### Énoncé 1:
Dans la critique du Grand Nord, relevez les titres des autres recueils de Jérémie Tholomé qui y sont mentionnés.
### Énoncé 2:
Traduisez en anglais la phrase suivante de la critique du Grand Nord : « Son enregistrement du poème « Charleroi » mis en musique et en images est facilement accessible sur internet, de même que le poème « Blablabla » lu par Laurence Vielle. »
### Énoncé 3:
Reprenez la critique du Grand Nord après sa dernière phrase et rédigez-en la suite.

### Extrait choisi:

Jérémie Tholomé, Le Grand Nord

Les rats propagent la bonne parole en publipostant des alexandrins

Jérémie Tholomé est un poète-performeur belge. Son enregistrement du poème « Charleroi » mis en musique et en images est facilement accessible sur internet, de même que le poème « Blablabla » lu par Laurence Vielle. Le Grand Nord est son troisième recueil après Rouge Charbon (2019) suivi de La Fabrique à cercueils (2020) et avant Memory Babe (2022), le tout chez l’éditeur MaelstrÖm reEvolution (Bruxelles).

Le Grand Nord, lauréat en 2021 du prix Hubert Krains décerné par L’Association des Écrivains belges de langue française, se situe dans un environnement nordique, certes, avec des yourtes et des ours perdus dans la pourga (tempête de neige) mais surtout dans un futur dystopique peuplé de poules mécaniques, de corbeaux électroniques, de baleines et de morses synthétiques. Dans cet environnement naufragé où « l’oxygène s’achète en comprimés pelliculés », les champs de canne sont contaminés au chlordécone tandis que « le glyphosate préside aux destinées de l’industrie alimentaire ». Quant à la banquise, elle « connaît sa destinée » ! Et ce n’est pas « en cultivant des pensées toujours plus hallucinogènes sur la décroissance » ou en réfutant « les thèses des politiciens steampunks sur le refroidissement climatique » qu’on surmontera la crise écologique. Pas de pitié pour les petites bêtes : « les déchets d’épice industrielle détruisent l’habitat des écureuils bleus », même si « les taureaux morts donnent naissance à de nouveaux insectes ». Dans ce bestiaire cauchemardesque les chiens sont balafrés, les mouettes en carton, les poules répliquantes, les oiseaux d’acier, les coccinelles électrogènes, les moutons électriques, les sirènes narcotrafiquées, les singes se transhumanisent et « les ours polaires ont le cœur tétraplégique ».

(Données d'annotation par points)
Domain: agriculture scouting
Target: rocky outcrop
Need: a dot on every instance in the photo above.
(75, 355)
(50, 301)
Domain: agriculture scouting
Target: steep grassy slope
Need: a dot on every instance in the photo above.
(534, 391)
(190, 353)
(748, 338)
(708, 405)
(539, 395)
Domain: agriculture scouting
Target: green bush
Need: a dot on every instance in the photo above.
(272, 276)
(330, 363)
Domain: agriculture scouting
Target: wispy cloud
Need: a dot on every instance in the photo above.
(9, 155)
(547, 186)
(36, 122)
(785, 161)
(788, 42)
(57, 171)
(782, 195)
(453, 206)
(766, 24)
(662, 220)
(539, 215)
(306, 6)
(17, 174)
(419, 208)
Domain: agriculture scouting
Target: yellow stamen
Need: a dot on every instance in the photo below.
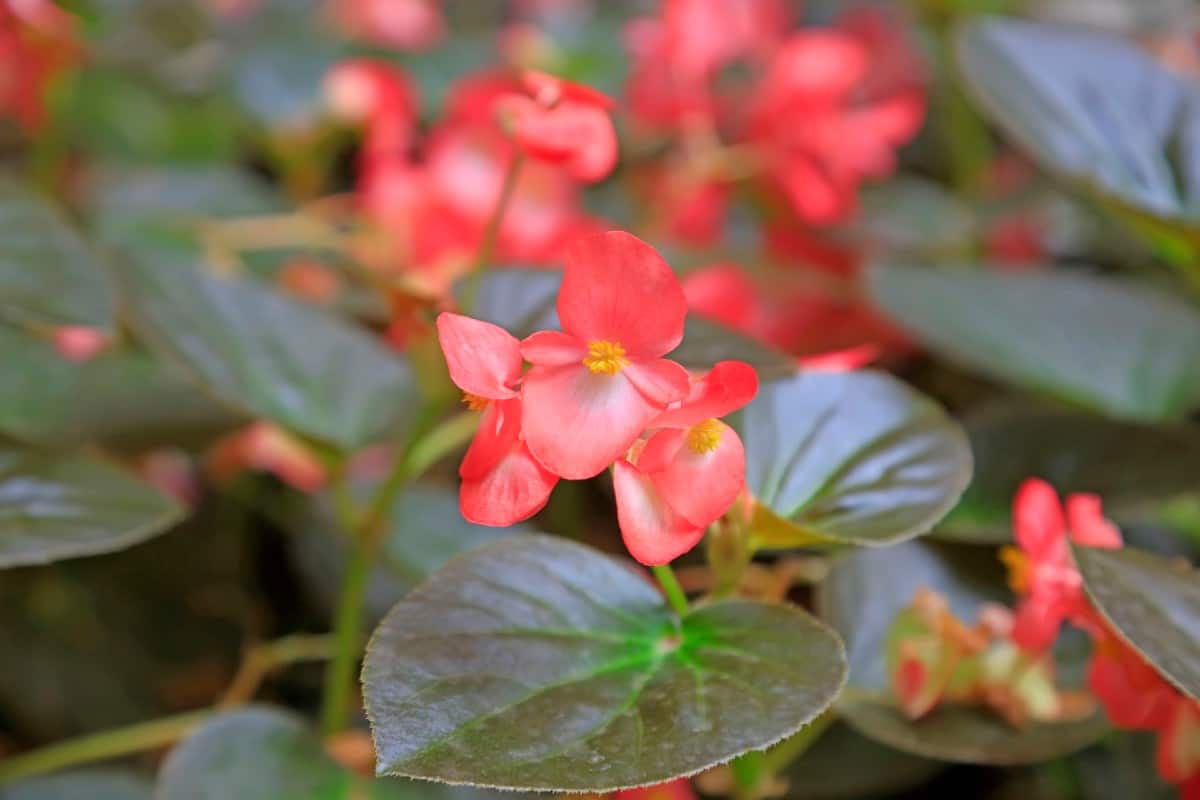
(474, 402)
(605, 358)
(1018, 564)
(705, 437)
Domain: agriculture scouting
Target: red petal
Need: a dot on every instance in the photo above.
(483, 359)
(577, 422)
(1037, 518)
(653, 533)
(726, 388)
(702, 486)
(1087, 523)
(497, 434)
(617, 288)
(553, 349)
(515, 489)
(661, 382)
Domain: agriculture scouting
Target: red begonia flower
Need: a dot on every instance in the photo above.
(689, 471)
(1042, 570)
(595, 385)
(502, 482)
(1132, 692)
(676, 789)
(406, 24)
(564, 124)
(1179, 743)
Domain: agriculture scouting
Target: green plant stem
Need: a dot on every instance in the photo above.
(367, 531)
(102, 746)
(492, 233)
(672, 589)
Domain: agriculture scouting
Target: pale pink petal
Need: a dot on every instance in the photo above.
(577, 422)
(652, 531)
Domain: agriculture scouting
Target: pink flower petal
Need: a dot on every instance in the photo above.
(653, 533)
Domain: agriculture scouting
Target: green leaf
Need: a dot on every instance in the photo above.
(426, 529)
(261, 753)
(54, 507)
(539, 663)
(1092, 108)
(82, 785)
(123, 398)
(852, 457)
(1105, 344)
(834, 768)
(1153, 603)
(48, 276)
(1137, 468)
(273, 356)
(861, 599)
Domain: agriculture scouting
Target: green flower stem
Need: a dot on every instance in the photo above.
(672, 589)
(369, 530)
(102, 746)
(492, 232)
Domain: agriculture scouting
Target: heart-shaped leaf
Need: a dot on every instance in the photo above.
(48, 276)
(1135, 468)
(861, 599)
(82, 785)
(852, 457)
(271, 356)
(54, 507)
(522, 301)
(1153, 603)
(124, 398)
(539, 663)
(1092, 108)
(261, 753)
(1105, 344)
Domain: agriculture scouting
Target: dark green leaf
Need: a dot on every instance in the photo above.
(55, 507)
(1153, 603)
(1105, 344)
(1093, 108)
(538, 663)
(850, 457)
(522, 301)
(48, 276)
(83, 785)
(123, 398)
(273, 356)
(1135, 468)
(259, 753)
(425, 531)
(862, 597)
(834, 768)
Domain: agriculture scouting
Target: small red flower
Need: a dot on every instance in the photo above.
(502, 482)
(1042, 569)
(565, 124)
(689, 471)
(597, 385)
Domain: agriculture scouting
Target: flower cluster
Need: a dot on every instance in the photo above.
(928, 648)
(600, 395)
(520, 144)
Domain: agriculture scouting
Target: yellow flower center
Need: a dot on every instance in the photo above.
(605, 358)
(474, 402)
(1018, 564)
(705, 437)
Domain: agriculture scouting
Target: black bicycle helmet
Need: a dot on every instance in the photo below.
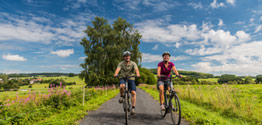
(127, 53)
(166, 53)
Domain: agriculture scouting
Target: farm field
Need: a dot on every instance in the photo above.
(42, 88)
(219, 104)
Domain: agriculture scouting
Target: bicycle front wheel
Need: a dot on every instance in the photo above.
(175, 110)
(126, 107)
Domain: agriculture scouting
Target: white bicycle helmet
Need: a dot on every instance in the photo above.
(166, 53)
(127, 53)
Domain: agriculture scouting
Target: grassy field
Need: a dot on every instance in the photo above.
(209, 79)
(42, 88)
(219, 104)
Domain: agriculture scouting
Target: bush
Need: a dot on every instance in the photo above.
(143, 78)
(146, 77)
(259, 79)
(186, 81)
(227, 77)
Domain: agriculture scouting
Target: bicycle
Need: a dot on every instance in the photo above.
(174, 110)
(127, 100)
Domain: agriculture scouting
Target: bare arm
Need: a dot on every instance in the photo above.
(137, 72)
(175, 71)
(158, 71)
(117, 71)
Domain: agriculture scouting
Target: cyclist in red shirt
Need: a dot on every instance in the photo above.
(164, 68)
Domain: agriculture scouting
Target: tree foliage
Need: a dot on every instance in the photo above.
(259, 79)
(146, 77)
(104, 48)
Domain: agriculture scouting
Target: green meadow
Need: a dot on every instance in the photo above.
(42, 88)
(218, 104)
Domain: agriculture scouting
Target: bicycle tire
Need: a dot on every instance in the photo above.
(164, 112)
(126, 107)
(175, 109)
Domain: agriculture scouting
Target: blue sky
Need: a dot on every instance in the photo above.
(212, 36)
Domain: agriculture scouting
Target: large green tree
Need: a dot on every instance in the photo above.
(104, 47)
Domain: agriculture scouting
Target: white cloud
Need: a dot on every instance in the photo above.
(156, 5)
(13, 57)
(220, 23)
(147, 57)
(258, 28)
(82, 58)
(260, 19)
(244, 59)
(251, 20)
(155, 47)
(26, 31)
(242, 36)
(232, 2)
(196, 5)
(214, 4)
(152, 30)
(39, 29)
(218, 41)
(63, 53)
(240, 23)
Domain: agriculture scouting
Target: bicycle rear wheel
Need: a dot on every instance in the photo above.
(175, 109)
(164, 112)
(126, 107)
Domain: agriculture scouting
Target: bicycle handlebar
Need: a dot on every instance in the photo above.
(164, 76)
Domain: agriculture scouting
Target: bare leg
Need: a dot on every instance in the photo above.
(122, 89)
(161, 93)
(133, 99)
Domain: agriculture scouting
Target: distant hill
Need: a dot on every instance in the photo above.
(40, 74)
(190, 73)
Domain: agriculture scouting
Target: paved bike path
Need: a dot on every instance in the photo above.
(111, 113)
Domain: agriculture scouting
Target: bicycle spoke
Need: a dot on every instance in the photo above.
(175, 110)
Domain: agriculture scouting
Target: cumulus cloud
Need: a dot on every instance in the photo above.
(243, 59)
(218, 41)
(152, 30)
(155, 47)
(10, 57)
(147, 57)
(220, 23)
(63, 53)
(214, 4)
(258, 28)
(232, 2)
(196, 5)
(37, 29)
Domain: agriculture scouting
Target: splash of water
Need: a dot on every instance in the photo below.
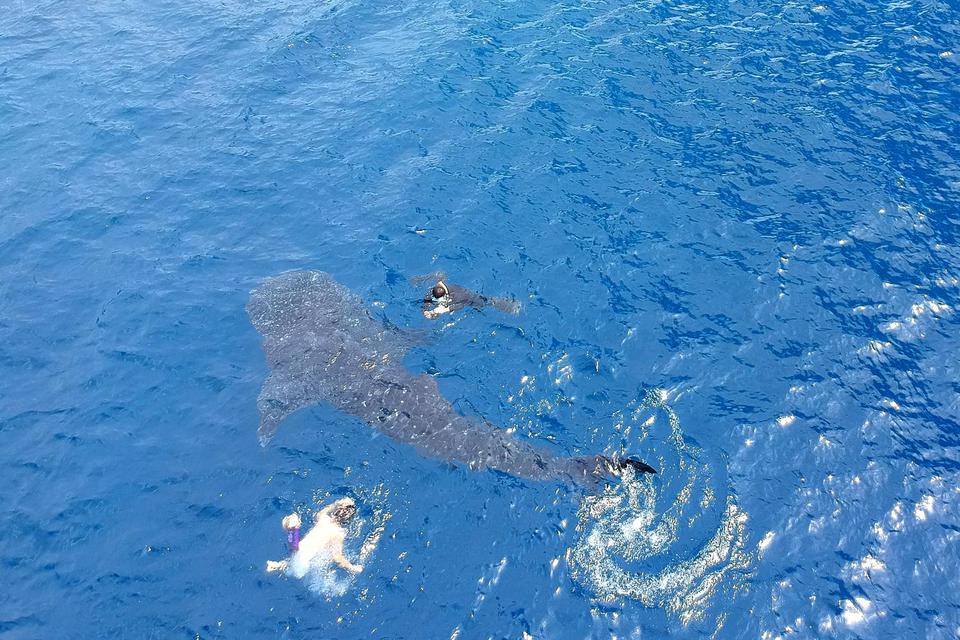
(626, 548)
(319, 572)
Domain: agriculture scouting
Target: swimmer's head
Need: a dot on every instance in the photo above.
(344, 511)
(292, 521)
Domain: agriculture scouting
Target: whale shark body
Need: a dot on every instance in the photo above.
(323, 346)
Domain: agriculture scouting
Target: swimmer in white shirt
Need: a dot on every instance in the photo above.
(324, 541)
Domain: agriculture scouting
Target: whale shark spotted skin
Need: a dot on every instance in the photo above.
(323, 346)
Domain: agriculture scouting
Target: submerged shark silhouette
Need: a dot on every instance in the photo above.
(322, 345)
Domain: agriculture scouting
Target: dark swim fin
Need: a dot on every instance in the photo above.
(638, 466)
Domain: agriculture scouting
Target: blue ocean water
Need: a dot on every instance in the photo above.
(733, 228)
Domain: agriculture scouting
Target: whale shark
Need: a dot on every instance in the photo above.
(323, 346)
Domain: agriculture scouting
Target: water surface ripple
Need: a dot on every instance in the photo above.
(749, 210)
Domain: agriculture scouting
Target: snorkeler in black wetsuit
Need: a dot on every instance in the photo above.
(444, 298)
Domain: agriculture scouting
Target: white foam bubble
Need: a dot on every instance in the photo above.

### Résultat 1:
Rouge Charbon
La Fabrique à cercueils
Memory Babe

### Résultat 2:
His recording of the poem "Charleroi," set to music and images, is easily accessible online, as is the poem "Blablabla" read by Laurence Vielle.

### Résultat 3:
Sous une stratosphère vacillante, les humains se débrouillent comme ils peuvent, l’amour est devenu un  sujet de récits – « on en regrette les détails dermatologiques » –, ce qui n’empêche pas de ne penser « qu’à l’argent, au sexe et à la mort parfois même dans cet ordre là ». « Les souliers s’usent à force de parcourir les mêmes névroses ». Seule l’enfance dont les rêves sont peuplés « d’images de cimetières de locomotives », pourrait garder un semblant d’innocence : « on devine un dieu rédempteur quand un enfant approche une loupe d’une fourmi ».

Jérémie Tholomé, Le Grand Nord, Bruxelles, MaelstrÖm reEvolution, coll. « Rootleg », 2022, 78 p., 8 €.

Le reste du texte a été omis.